• _What needs to be done_: Would you repeat each of the lines below exactly?

• _Input data_:
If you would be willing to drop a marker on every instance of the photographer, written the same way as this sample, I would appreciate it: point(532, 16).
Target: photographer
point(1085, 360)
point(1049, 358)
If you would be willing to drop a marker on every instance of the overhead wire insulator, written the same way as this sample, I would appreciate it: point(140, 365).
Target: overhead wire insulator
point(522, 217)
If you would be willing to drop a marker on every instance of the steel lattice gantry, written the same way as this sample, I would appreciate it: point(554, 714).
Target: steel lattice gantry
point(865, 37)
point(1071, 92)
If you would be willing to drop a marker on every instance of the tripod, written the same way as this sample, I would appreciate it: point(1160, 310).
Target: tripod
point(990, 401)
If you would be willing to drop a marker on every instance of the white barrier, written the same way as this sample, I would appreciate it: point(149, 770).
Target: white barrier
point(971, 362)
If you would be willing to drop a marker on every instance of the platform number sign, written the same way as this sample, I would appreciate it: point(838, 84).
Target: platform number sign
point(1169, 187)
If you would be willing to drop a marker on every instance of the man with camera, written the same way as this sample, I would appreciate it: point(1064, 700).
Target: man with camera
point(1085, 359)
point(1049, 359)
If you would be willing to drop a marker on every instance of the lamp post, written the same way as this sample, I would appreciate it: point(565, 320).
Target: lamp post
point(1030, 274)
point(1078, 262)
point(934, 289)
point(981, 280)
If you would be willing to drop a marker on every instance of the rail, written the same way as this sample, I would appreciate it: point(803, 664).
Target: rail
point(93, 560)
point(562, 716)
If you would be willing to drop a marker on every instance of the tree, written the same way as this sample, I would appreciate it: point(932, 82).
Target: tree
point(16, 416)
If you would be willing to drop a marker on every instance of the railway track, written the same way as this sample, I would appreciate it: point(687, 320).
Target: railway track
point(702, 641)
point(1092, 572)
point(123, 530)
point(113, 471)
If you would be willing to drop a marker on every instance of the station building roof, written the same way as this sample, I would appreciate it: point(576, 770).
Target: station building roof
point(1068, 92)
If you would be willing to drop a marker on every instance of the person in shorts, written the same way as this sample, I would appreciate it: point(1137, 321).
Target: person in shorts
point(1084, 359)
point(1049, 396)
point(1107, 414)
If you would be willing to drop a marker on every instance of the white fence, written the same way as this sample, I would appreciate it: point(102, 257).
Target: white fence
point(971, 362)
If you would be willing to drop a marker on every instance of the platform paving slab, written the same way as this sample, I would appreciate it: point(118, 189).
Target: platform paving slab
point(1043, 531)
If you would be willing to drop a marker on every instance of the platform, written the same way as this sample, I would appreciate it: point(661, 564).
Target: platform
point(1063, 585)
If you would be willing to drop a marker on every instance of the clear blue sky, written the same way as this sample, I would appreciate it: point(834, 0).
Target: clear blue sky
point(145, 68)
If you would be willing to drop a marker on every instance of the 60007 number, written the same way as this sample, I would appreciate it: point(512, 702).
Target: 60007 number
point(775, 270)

• _Result of this exercise_:
If you would be willing to drop a marker on every instance of the photographer, written the same way as this sample, I would appreciate it: point(532, 16).
Target: photographer
point(1085, 360)
point(1049, 358)
If you would be willing to drop a marker on every instance of the overhead wire insulator, written the same way as this sample, I would appreciate it: point(140, 365).
Target: overhead wire insulator
point(522, 217)
If you would be willing to drop a marker on every instance of the steel lattice gantry, written the same way as this sample, I would appreciate it: point(554, 714).
Target: steel lattice gantry
point(865, 37)
point(1071, 92)
If you would be willing to drop a marker on every instance of the tripod, written the same way as this sample, I would appreciate it: point(1160, 310).
Target: tripod
point(990, 401)
If you would be willing to drop a marker on every instance of the white barrier, written the same way as this sample, I would appreciate it: point(149, 770).
Target: white barrier
point(971, 362)
If you would be willing to drop a marker on every instance of the platform number sign, written the same way as this sample, I would appreciate it: point(838, 84).
Target: platform number sign
point(1169, 187)
If you would be willing to drop a marker on every instance of the man with camera, written the same way as this sample, I would appreciate it: point(1064, 700).
Target: man with camera
point(1085, 359)
point(1049, 359)
If you would be willing to drop a marker on every instance of the lamp post, written the same way as this sample, I would appreciate it: point(565, 320).
Target: lamp post
point(1030, 274)
point(1078, 262)
point(934, 289)
point(981, 280)
If you would be willing to drop a marker on every instance of the rail, written the same way as this sample, I would appreciate it: point(803, 664).
Target: rail
point(93, 560)
point(562, 716)
If you would be willing to drop a marker on every instance of the tree, written the same way as this sample, I would appreciate it: point(932, 82).
Target: tree
point(16, 416)
If you would be willing to drop a marker on every instance of the railway track, written the same way as this sample, I would appreciate it: point(687, 320).
Target: railway track
point(702, 641)
point(1092, 572)
point(123, 530)
point(113, 471)
If you would be willing to drop a marker on every instance of the station building roof, written the same way as this sample, I would appreciate it: point(576, 770).
Target: station building roof
point(1068, 92)
If you would be willing to drop a marker on every instance of the person in shorts, written the same way as this sample, I would appreciate it: point(1137, 321).
Target: person in shorts
point(1084, 359)
point(1049, 396)
point(1107, 414)
If you would be willing to drop a marker on every instance of the white fence, written the same way as this sample, I would appreciate it: point(102, 257).
Target: white fence
point(971, 362)
If you would be willing to drop a marker on every instance of the platform paving slab, written the same way as this sample, I would appreciate it: point(118, 189).
Target: platform paving slab
point(1043, 531)
If you would be willing to drop a marker on every instance of the platform, written the same way as this sample, I would appreciate it: point(661, 564).
Target: platform
point(1063, 585)
If you would be willing to drop a marker on every instance of the clear blue sky, written the same way as this sample, I would appreciate it: point(834, 0).
Target: clear blue sky
point(145, 68)
If you would be willing to drop a marker on every instance of the 60007 number, written the same way as this sample, I would appreciate it: point(512, 702).
Target: 60007 number
point(775, 270)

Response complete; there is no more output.